In the text below on image manipulation detection, which two single-stage W-SSS methods is WSCL built upon?
-- START Page --
Table 4. Comparison with unsupervised and fully-supervised methods on pixel-level manipulation localization and the combined F1 score between I-F1 and P-F1. The pixel-level manipulation localization performances are measured on manipulated images only.

#### 4.1. Comparison with the State-of-the-art

As our essential goal is to improve the generalization ability for *image-level* manipulation detection, we build our WSCL upon two single-stage W-SSS methods for their fast and simple training schemes: MIL-FCN [37] and Araslanov and Roth [1]. The former is a multiple instance learning based method without considering priors in semantic information; the latter is a state-of-the-art single-stage W-SSS method with several domain-specific designs.

**Image-level manipulation detection** results are shown in Tab. 2. Our WSCL improves both MIL-FCN [37] and Araslanov and Roth [1] baselines on all datasets. Our WSCL with both baselines compares favorably with the previous fully-supervised methods in terms of detection AUC and F1. We note that our WSCL with Araslanov and Roth baseline [1] underperforms that with the MIL-FCN baseline [37]. Such results indicate that the priors in W-SSS (*e.g.*, local consistency and semantic fidelity) may not help in W-IMD, and developing specific methods for W-IMD is imperative. We evaluate the IND and OOD manipulation detection with the MIL-FCN baseline [37] in Fig. 1, where we observe a strong OOD manipulation detection performance of our method that surpasses previous fully-supervised methods, showing the effectiveness of our WSCL. Note that for unsupervised methods [29, 13], we use the maximal response on the prediction map as its image-level prediction. They tend to detect manipulations in all images, resulting in near 0.5 AUC and 0.0 F1 scores.

**Novel manipulation detection.** As emerging novice-friendly manipulation methods [44, 20, 44, 39, 59, 58, 61] do not necessarily generate pixel-level masks during their editing process, existing fully-supervised methods cannot make use of these weakly-labeled data. We investigate the capacity of fully-supervised methods and our weakly-supervised method on two additional datasets [43, 45], which contain manipulations that are different from the standard setting (*i.e.*, copy-move, splicing, and inpainting). The results are summarized in Tab. 3, where MIL-FCN is used as baseline [37] due to its strong image-level manipulation detection performance observed in Tab. 2. Without fine-tuning, our

method already outperforms fully-supervised counterparts at the average AUC on both datasets. Such results demonstrate a strong generalization ability of our WSCL. We further fine-tune our model with image-level labels on the two datasets, and achieve the best performance. Though the comparison between our fine-tuned model and fully-supervised methods may not be fair, they cannot be trained without pixel-level mask, demonstrating the necessity of developing weakly-supervised methods.
-- END Page --
-- START Source excerpt --
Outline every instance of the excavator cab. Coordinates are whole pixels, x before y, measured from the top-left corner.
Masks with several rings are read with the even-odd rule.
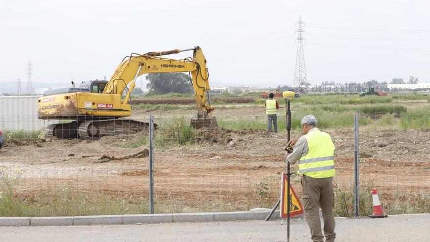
-- END Source excerpt --
Result below: MIL-FCN and the method of Araslanov and Roth.